» Records for this task

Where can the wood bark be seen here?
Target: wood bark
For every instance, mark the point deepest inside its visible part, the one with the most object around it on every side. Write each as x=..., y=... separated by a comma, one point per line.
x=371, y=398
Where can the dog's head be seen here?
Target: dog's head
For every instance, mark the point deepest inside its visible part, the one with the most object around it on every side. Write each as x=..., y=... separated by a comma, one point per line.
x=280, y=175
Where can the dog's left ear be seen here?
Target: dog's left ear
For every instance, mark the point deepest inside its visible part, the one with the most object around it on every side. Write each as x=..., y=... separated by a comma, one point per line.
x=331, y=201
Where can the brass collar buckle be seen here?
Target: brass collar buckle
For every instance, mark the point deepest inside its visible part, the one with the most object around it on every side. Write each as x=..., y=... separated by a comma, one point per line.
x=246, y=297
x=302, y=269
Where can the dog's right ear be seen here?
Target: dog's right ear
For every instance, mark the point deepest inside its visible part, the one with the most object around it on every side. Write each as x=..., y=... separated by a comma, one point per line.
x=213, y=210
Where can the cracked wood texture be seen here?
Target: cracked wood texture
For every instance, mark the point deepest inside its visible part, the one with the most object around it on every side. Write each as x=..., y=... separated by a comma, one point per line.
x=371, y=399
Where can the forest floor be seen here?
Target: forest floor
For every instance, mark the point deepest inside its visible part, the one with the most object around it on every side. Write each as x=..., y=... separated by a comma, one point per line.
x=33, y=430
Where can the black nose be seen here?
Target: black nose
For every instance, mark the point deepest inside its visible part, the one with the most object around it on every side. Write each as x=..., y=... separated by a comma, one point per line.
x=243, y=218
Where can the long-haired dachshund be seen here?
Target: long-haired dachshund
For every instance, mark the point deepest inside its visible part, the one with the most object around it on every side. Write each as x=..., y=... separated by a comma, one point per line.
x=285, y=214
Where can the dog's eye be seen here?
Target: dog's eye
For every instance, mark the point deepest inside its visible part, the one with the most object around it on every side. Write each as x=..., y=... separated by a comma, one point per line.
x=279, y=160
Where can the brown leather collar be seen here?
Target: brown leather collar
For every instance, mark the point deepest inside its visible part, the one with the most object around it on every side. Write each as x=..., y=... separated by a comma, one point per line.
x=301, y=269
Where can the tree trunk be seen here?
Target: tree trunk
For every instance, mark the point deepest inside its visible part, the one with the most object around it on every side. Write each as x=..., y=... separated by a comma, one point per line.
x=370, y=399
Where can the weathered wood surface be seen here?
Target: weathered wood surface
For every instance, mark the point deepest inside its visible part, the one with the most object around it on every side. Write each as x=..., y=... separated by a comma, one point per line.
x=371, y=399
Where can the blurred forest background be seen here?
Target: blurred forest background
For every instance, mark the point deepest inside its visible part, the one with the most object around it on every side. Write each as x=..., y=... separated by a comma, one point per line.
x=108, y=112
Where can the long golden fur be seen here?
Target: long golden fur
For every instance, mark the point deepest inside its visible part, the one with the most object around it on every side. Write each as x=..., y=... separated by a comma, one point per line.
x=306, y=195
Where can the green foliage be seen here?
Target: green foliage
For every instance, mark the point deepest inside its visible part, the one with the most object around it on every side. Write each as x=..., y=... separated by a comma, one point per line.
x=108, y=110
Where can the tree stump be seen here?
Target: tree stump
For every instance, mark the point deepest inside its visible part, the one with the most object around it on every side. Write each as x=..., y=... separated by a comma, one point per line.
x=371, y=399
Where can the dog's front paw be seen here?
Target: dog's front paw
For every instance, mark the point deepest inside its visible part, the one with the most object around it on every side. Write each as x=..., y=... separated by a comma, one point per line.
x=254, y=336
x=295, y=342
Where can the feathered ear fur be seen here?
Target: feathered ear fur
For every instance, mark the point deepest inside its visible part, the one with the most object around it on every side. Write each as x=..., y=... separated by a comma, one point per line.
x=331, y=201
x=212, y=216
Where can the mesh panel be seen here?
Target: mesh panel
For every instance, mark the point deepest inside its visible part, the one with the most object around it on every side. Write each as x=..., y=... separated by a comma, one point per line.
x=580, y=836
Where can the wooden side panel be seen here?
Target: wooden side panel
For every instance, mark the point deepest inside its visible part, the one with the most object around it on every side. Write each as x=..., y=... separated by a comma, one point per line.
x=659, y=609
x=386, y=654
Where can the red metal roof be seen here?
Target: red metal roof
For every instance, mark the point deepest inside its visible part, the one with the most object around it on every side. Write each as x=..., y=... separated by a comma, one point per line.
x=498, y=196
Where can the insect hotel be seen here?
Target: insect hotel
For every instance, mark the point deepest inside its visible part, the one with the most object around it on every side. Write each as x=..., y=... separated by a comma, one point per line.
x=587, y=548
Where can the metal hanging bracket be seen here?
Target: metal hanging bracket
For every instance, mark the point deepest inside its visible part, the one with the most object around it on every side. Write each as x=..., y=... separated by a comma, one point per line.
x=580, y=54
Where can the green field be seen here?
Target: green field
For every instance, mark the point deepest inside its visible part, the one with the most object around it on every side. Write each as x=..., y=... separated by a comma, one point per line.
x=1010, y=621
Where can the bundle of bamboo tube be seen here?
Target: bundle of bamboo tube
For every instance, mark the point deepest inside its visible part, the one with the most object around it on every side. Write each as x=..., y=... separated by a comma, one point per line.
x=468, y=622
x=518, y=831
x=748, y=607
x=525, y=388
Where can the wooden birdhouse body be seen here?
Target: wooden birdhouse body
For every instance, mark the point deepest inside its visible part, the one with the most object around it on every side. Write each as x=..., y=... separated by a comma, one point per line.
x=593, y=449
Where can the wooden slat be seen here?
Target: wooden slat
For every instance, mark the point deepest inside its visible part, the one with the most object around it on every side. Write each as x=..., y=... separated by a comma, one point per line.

» Exercise objective
Only certain lines are wanted. Please return exactly those from the top of the data through the line with "Where can the dog's head be seen here?".

» Exercise output
Where can the wood bark be seen here?
Target: wood bark
For every instance, mark the point deepest inside its visible part, the one with the most object around it on every side. Write each as x=..., y=... separated by a comma, one point per line.
x=371, y=398
Where can the dog's head be seen here?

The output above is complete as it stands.